# Brief
Restate all entries word for word, minus pictures.

Material provided Start Marker

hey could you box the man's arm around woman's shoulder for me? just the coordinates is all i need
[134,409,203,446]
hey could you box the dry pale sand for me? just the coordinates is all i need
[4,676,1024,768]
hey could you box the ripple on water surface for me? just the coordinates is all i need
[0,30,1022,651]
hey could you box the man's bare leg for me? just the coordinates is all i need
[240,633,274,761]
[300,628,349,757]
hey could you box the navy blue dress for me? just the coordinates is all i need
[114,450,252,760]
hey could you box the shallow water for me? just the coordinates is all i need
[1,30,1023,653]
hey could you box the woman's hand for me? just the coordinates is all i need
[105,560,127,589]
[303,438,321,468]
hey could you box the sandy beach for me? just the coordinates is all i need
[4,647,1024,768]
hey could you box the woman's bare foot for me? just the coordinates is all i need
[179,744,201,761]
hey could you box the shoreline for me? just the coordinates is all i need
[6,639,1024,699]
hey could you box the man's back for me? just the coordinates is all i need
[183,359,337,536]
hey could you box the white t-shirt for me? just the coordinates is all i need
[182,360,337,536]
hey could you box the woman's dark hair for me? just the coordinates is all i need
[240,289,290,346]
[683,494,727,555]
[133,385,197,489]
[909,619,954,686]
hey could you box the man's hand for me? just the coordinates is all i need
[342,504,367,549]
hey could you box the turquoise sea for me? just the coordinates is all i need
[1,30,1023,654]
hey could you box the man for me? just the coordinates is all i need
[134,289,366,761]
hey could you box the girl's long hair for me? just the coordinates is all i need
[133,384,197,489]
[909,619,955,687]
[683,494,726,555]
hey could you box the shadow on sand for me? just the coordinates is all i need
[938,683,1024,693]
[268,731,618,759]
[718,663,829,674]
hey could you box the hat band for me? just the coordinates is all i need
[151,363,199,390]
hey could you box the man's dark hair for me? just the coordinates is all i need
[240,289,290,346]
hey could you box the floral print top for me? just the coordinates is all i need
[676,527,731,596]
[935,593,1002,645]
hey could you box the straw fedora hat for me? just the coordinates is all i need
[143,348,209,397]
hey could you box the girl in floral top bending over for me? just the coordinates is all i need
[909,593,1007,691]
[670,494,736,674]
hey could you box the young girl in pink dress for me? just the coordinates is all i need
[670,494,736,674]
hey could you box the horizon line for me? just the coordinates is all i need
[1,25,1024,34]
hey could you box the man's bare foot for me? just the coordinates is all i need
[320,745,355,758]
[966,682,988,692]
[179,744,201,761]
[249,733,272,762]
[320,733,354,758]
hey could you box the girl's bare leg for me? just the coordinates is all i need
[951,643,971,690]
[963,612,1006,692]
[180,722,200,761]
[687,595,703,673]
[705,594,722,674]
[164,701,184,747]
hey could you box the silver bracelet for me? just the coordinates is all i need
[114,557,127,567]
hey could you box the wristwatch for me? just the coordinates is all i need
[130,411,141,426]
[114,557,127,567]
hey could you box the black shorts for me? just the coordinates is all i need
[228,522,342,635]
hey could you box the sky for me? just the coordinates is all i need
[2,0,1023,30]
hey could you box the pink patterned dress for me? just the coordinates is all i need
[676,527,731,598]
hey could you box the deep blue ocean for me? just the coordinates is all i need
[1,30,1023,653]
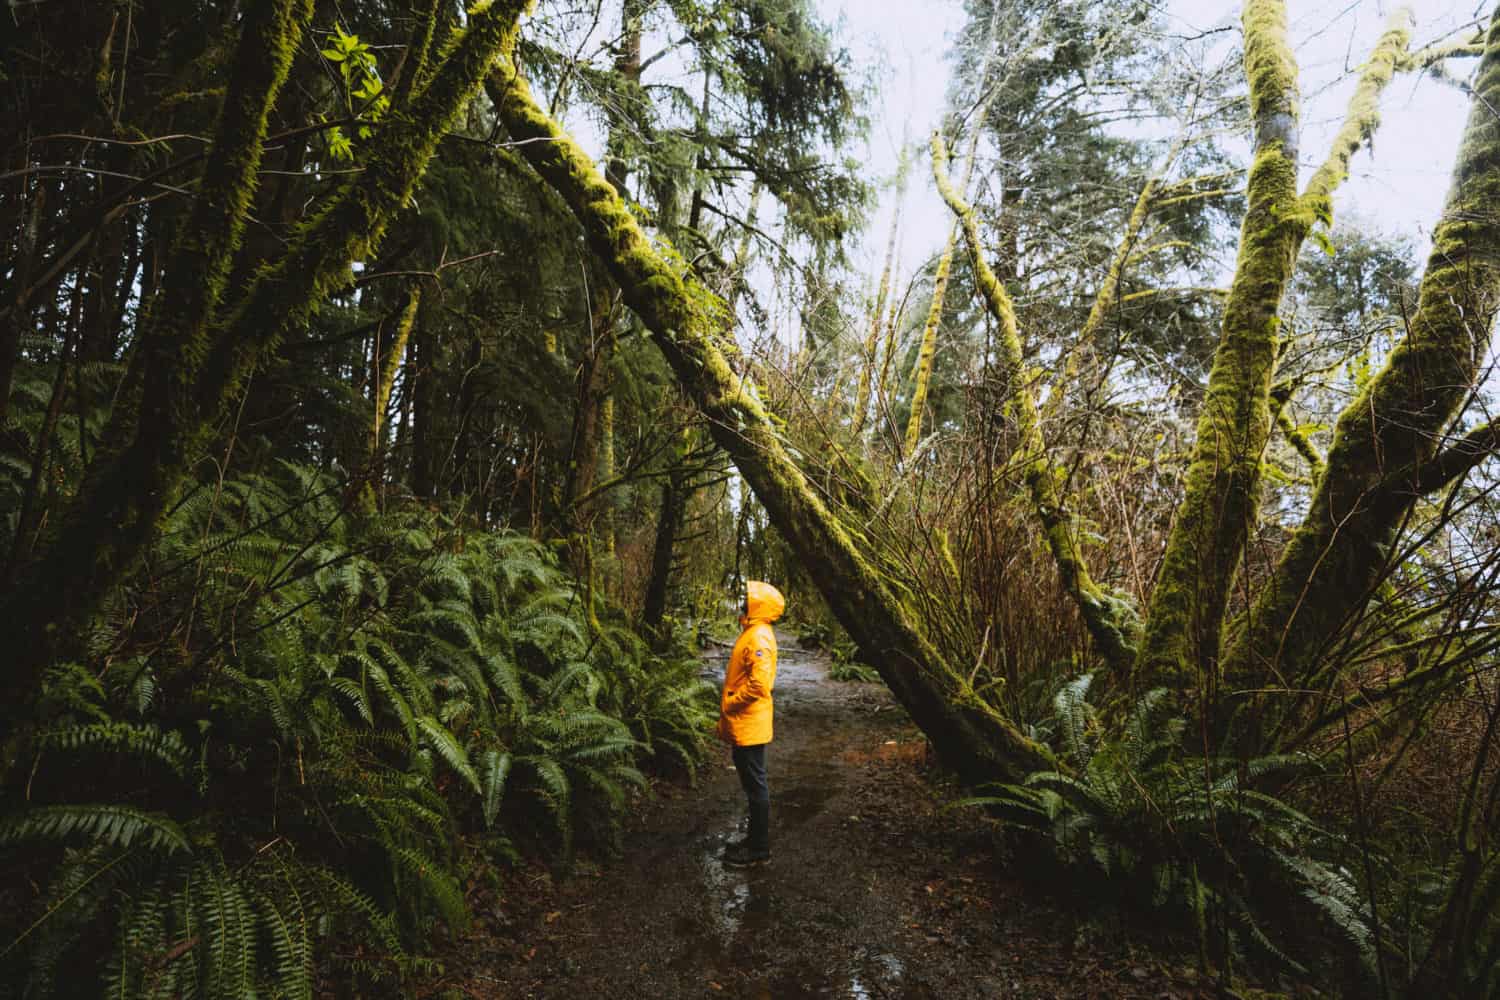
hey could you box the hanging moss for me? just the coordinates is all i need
[489,55,1055,782]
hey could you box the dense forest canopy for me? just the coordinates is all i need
[2,0,1499,995]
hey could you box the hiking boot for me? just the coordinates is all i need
[724,800,770,866]
[723,840,770,867]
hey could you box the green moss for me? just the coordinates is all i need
[1133,0,1415,692]
[490,59,1056,783]
[1301,12,1412,213]
[904,222,958,458]
[1223,10,1500,727]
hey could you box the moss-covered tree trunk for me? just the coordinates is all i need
[854,139,907,436]
[0,0,534,717]
[1134,2,1411,690]
[358,285,421,512]
[1223,8,1500,734]
[489,57,1054,782]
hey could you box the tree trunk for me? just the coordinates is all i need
[489,59,1054,782]
[642,465,689,640]
[1134,4,1412,690]
[359,285,421,511]
[1223,9,1500,736]
[562,282,612,534]
[0,182,47,427]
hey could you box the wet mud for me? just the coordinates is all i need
[435,642,1213,999]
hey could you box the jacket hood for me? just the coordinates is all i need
[743,580,785,625]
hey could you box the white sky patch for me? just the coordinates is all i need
[824,0,1483,298]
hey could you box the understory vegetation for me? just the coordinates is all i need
[4,0,1500,996]
[0,462,715,996]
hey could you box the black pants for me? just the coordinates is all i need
[731,743,770,851]
[731,743,769,806]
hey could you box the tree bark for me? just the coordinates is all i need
[642,463,689,639]
[359,285,421,511]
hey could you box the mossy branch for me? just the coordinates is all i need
[1223,6,1500,730]
[1403,32,1487,72]
[1404,418,1500,496]
[488,55,1055,781]
[1272,403,1325,477]
[1040,138,1185,428]
[933,132,1139,673]
[1300,10,1414,221]
[1135,0,1310,690]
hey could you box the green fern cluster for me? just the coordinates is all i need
[1,463,714,997]
[959,676,1377,985]
[0,339,122,543]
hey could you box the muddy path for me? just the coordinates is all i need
[435,643,1211,999]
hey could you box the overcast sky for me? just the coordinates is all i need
[819,0,1487,288]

Material provided End Marker

# Exercise result
hey could you box the man's arm around woman's shoulder for me? just the coordinates is all i need
[134,409,203,446]
hey could you box the dry pale sand for me? just the coordinates is all i need
[4,676,1024,768]
hey could you box the ripple on water surface for me? just the coordinates is all i need
[0,30,1022,651]
hey could you box the man's bare leg for me? just the coordinates is all i need
[240,633,274,761]
[300,628,349,757]
hey could you box the navy blue dress for me? just the coordinates is all i need
[114,450,252,760]
hey could you box the shallow water for me? just the coordinates is all i need
[1,30,1023,653]
hey could you box the woman's hand for me? just the coordinates is all i need
[105,560,127,589]
[303,438,321,468]
hey could you box the sandy beach for me? just the coordinates is all i need
[4,647,1024,768]
hey could you box the woman's bare foot for me? just the coordinates is all i need
[179,744,201,761]
hey could you box the shoreline for me? just the coordinates is all i need
[6,639,1024,699]
hey could you box the man's back for me? just the coordinates is all i need
[183,359,337,536]
hey could you box the white t-shirt for me? just the coordinates is all i need
[182,360,337,536]
hey could you box the woman's dark hair for me? just the coordinates is all i need
[240,289,290,346]
[683,494,727,555]
[133,385,197,489]
[909,619,954,686]
hey could you box the man's hand for me? just the coordinates is all i need
[342,504,367,549]
hey could you box the turquoise sea for me? just the coordinates is all i need
[1,30,1023,654]
hey could you box the man for me? just the coordinates is all i need
[134,289,366,761]
hey could you box the girl's long hair for me? just the coordinates is all i need
[133,384,197,489]
[909,619,955,687]
[683,494,726,555]
hey could you box the shadow on sand for me? just the coordinates is all i need
[938,683,1024,693]
[268,731,618,759]
[718,663,829,674]
hey could you box the hat band for me? just the coordinates is all i need
[151,363,199,390]
hey could you box the man's dark hair for me? just the coordinates is all i need
[240,289,290,346]
hey could you box the floral print top for me? just the coordinates is all i need
[676,527,731,596]
[935,593,1002,645]
hey could you box the straw fedora hat for me? just the coordinates is all i need
[143,348,209,397]
hey could you box the girl in floral top bending over for me? just the coordinates is all i need
[909,593,1007,691]
[670,494,736,674]
hey could you box the young girl in pink dress for me? just the coordinates is all i need
[670,494,736,674]
hey could you box the horizon line for me? just the coordinates is all i need
[1,25,1024,34]
hey could you box the man's bare foot for me? just the coordinates is all i need
[320,745,355,758]
[966,682,988,692]
[179,744,201,761]
[249,733,272,762]
[320,733,354,758]
hey could you box the girl's bare leg for me? just the coordinates is all i need
[951,643,971,690]
[963,612,1006,692]
[180,722,200,761]
[687,595,703,673]
[705,594,722,674]
[164,701,184,747]
hey could you box the silver bracelet for me? just the coordinates is all i need
[114,557,127,567]
hey could you box the wristwatch for me? just the coordinates is all i need
[130,411,141,426]
[114,557,127,567]
hey could you box the black shorts for me? just the coordinates is all i need
[228,522,342,635]
hey could you box the sky for me? just the coordinates is all i need
[2,0,1023,30]
hey could you box the pink patterned dress for me? just the coordinates is all i need
[676,527,731,598]
hey could you box the deep blue ocean for me? just the coordinates is all i need
[1,30,1023,653]
hey could you box the hanging moss for me? just the coordinates is all i need
[489,55,1055,782]
hey could you box the dense forest canopy for me? just the coordinates is all i need
[2,0,1499,995]
hey could you box the hiking boot for me? just the coordinates is all i need
[724,800,770,866]
[723,840,770,867]
hey could you box the green moss for me? just the coordinates is all i need
[1133,0,1415,692]
[490,59,1056,783]
[1301,12,1412,213]
[904,222,958,458]
[1223,10,1500,727]
hey could you box the moss-covered tree trunk for me? just the coordinates is all i need
[854,139,907,436]
[0,0,534,717]
[1134,2,1411,690]
[358,285,421,512]
[1223,8,1500,734]
[489,57,1054,782]
hey could you box the tree trunk for me? just the coordinates is all i need
[489,59,1054,782]
[642,465,689,640]
[1134,4,1412,690]
[359,285,421,511]
[1223,9,1500,736]
[562,282,612,534]
[0,182,47,427]
hey could you box the wet mud for me? just the coordinates is all i need
[435,642,1213,999]
hey could you box the jacket hood for me? just the coordinates is all i need
[743,580,785,625]
hey could you box the white sky patch for me? just the coordinates is all i need
[824,0,1483,298]
hey could you box the understory vegetation for me? just the coordinates is all i need
[4,0,1500,996]
[0,462,715,996]
hey could you box the black pants for me? just the coordinates is all i need
[731,743,770,851]
[731,743,769,806]
hey could you box the tree bark for me? just the coordinates is all i need
[642,463,689,639]
[359,285,421,511]
hey could you box the mossy branch for me? just the coordinates is all i need
[1223,6,1500,730]
[1403,32,1487,72]
[1404,418,1500,496]
[488,55,1055,781]
[1272,403,1325,477]
[1040,138,1185,428]
[933,132,1139,673]
[1300,10,1414,221]
[1135,0,1310,690]
hey could you box the green fern cluster for me? just the coordinates is all i need
[1,463,714,997]
[959,676,1377,985]
[0,339,122,543]
hey could you box the muddy path for me? just the coordinates is all i need
[435,643,1211,999]
hey could you box the overcast sky for me? just the coordinates is all i need
[819,0,1487,288]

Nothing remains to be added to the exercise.